Work instructions: Retype the full set of records. Keep every character identical.

Material for the task:
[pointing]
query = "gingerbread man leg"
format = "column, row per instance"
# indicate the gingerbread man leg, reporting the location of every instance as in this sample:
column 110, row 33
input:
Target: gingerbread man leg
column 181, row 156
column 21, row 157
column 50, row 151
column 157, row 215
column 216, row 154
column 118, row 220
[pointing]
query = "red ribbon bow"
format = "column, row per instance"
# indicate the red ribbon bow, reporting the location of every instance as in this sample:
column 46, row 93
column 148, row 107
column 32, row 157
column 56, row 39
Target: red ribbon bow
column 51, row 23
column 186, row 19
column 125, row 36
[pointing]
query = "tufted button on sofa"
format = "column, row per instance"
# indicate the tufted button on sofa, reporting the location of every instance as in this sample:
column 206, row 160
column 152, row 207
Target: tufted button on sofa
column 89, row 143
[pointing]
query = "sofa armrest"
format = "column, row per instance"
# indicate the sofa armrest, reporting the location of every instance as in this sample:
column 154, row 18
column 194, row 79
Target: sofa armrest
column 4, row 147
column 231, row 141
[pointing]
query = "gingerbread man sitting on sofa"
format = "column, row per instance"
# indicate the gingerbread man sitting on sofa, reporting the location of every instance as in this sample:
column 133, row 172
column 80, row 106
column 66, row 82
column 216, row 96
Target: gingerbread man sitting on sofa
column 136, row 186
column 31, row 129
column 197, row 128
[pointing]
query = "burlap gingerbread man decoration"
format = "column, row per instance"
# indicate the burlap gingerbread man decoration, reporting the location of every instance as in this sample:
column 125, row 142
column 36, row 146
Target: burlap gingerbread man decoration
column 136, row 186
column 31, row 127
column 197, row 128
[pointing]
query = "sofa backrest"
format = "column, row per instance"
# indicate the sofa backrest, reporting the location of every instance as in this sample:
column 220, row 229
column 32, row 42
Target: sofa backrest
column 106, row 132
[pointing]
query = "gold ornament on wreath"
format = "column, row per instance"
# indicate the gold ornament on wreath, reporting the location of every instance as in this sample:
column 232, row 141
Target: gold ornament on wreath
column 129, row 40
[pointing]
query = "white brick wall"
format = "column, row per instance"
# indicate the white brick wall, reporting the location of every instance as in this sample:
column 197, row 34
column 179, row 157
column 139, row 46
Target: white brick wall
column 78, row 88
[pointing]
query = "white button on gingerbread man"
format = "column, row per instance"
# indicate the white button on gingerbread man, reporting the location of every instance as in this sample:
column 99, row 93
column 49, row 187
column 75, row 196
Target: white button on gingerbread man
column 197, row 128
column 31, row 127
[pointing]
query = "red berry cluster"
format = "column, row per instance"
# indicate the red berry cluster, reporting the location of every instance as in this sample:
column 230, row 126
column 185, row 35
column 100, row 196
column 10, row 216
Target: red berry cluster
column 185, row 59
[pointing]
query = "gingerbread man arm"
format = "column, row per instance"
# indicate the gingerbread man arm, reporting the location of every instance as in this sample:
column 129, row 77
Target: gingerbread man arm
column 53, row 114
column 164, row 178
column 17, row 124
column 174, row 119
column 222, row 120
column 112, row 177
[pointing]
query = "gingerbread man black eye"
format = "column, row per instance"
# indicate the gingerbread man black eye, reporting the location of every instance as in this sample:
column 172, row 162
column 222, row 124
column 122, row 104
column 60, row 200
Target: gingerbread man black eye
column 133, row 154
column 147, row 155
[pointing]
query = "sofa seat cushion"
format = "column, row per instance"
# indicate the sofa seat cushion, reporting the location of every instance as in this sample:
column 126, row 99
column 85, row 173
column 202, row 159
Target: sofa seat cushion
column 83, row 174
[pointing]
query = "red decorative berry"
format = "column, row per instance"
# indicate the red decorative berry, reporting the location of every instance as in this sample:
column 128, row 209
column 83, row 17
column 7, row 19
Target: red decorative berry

Result of the exercise:
[pointing]
query = "gingerbread man leg"
format = "column, row per instance"
# indicate the gingerbread man leg, reporting the location of every instance as in this sample:
column 110, row 33
input:
Target: gingerbread man leg
column 181, row 156
column 21, row 157
column 50, row 151
column 157, row 215
column 216, row 154
column 118, row 220
[pointing]
query = "red ribbon bow"
format = "column, row per instance"
# indicate the red ribbon bow, reporting the location of every instance as in this sample:
column 46, row 93
column 148, row 107
column 32, row 157
column 56, row 39
Target: red ribbon bow
column 51, row 23
column 186, row 19
column 125, row 36
[pointing]
query = "tufted button on sofa"
format = "column, row per instance"
# indicate the tufted button on sofa, reporting the location of every instance as in this sample:
column 206, row 160
column 152, row 207
Target: tufted button on sofa
column 89, row 143
[pointing]
query = "sofa armrest"
format = "column, row per instance"
# indicate the sofa armrest, reporting the location of every instance as in this sample:
column 154, row 18
column 194, row 79
Target: sofa armrest
column 4, row 147
column 231, row 141
[pointing]
query = "gingerbread man sitting on sofa"
format = "column, row per instance"
# indicate the gingerbread man sitting on sofa, reporting the location of every instance as in this sample:
column 133, row 172
column 80, row 106
column 66, row 82
column 216, row 96
Target: gingerbread man sitting on sofa
column 136, row 186
column 31, row 129
column 197, row 128
[pointing]
query = "burlap gingerbread man decoration"
format = "column, row per instance"
# indicate the burlap gingerbread man decoration, reporting the location of every instance as in this sample:
column 125, row 142
column 36, row 146
Target: burlap gingerbread man decoration
column 136, row 186
column 31, row 127
column 197, row 128
[pointing]
query = "sofa backrest"
format = "column, row per instance"
# indicate the sofa backrest, reporting the location of every instance as in this sample:
column 220, row 229
column 32, row 42
Target: sofa backrest
column 106, row 132
[pointing]
query = "gold ornament on wreath"
format = "column, row per instance"
# indicate the gold ornament on wreath, reporting the location of every instance as in this sample:
column 232, row 141
Target: gold ornament on wreath
column 129, row 40
[pointing]
query = "white brick wall"
format = "column, row per instance"
# indicate the white brick wall, reporting the location of every instance as in this sample:
column 197, row 34
column 179, row 157
column 139, row 46
Target: white brick wall
column 78, row 88
[pointing]
query = "white button on gingerbread man"
format = "column, row per instance"
# indicate the white button on gingerbread man, reporting the location of every instance as in this sample:
column 99, row 93
column 49, row 187
column 75, row 196
Target: white button on gingerbread man
column 197, row 128
column 31, row 127
[pointing]
query = "red berry cluster"
format = "column, row per instance"
# indicate the red berry cluster, reporting the location of every instance as in this sample:
column 230, row 126
column 185, row 35
column 100, row 196
column 10, row 216
Target: red berry cluster
column 185, row 59
[pointing]
query = "gingerbread man arm"
format = "column, row per instance"
# indicate the gingerbread man arm, reporting the location of every instance as in this sample:
column 129, row 77
Target: gingerbread man arm
column 53, row 114
column 164, row 178
column 17, row 124
column 174, row 119
column 222, row 120
column 112, row 177
[pointing]
query = "gingerbread man black eye"
format = "column, row per instance"
# indicate the gingerbread man black eye, reporting the location of every instance as in this sample:
column 172, row 162
column 222, row 124
column 122, row 104
column 60, row 200
Target: gingerbread man black eye
column 133, row 154
column 147, row 155
[pointing]
query = "sofa seat cushion"
format = "column, row per instance"
# indicate the sofa seat cushion, reporting the location of every instance as in this sample:
column 126, row 99
column 85, row 173
column 202, row 159
Target: sofa seat cushion
column 83, row 174
[pointing]
query = "red decorative berry"
format = "column, row per instance"
# indicate the red decorative berry, reporting the location of every instance as in this sample:
column 128, row 209
column 83, row 17
column 7, row 19
Target: red decorative berry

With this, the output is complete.